▸ THE DATA:
★ ★ ★

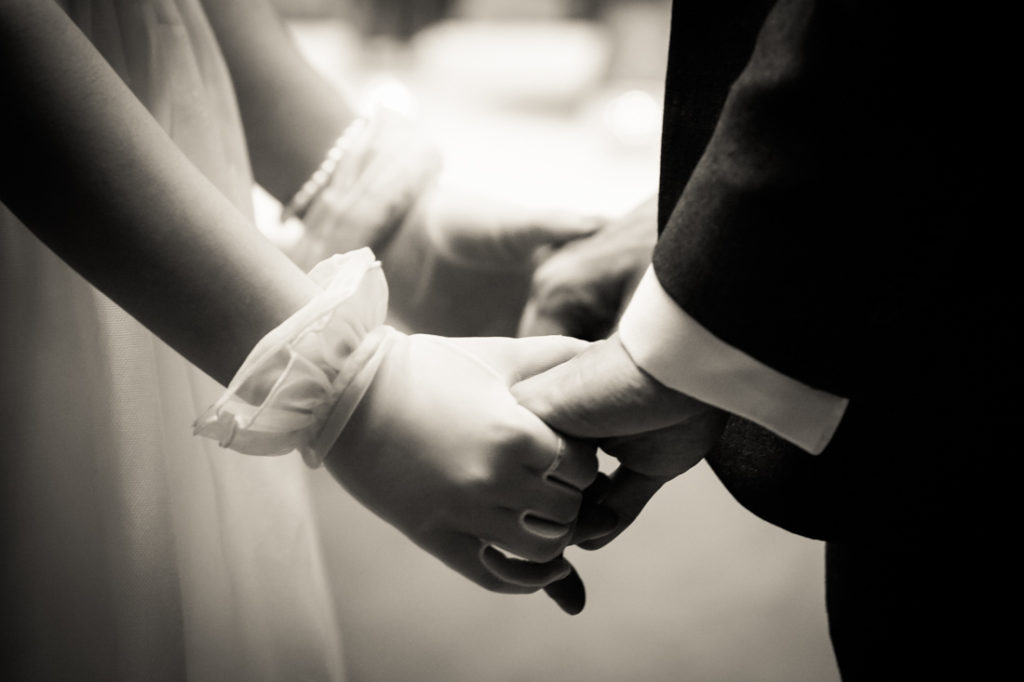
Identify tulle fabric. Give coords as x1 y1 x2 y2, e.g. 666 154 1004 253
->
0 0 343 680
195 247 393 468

★ ★ ★

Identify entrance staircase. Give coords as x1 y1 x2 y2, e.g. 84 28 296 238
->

★ ★ ★

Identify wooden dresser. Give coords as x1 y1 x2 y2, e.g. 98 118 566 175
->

★ ★ ★

Rewrite the items from the line with "Identify tulle fabric." up to and including the line with "195 247 393 468", substituting "lace fabric" for "tulle fabric" and leaving everything else unchanged.

▸ OUTPUT OF THE EXERCISE:
Identify lace fabric. Give coords as x1 y1 x2 y2, e.g. 666 154 1004 253
->
0 0 343 680
195 247 393 468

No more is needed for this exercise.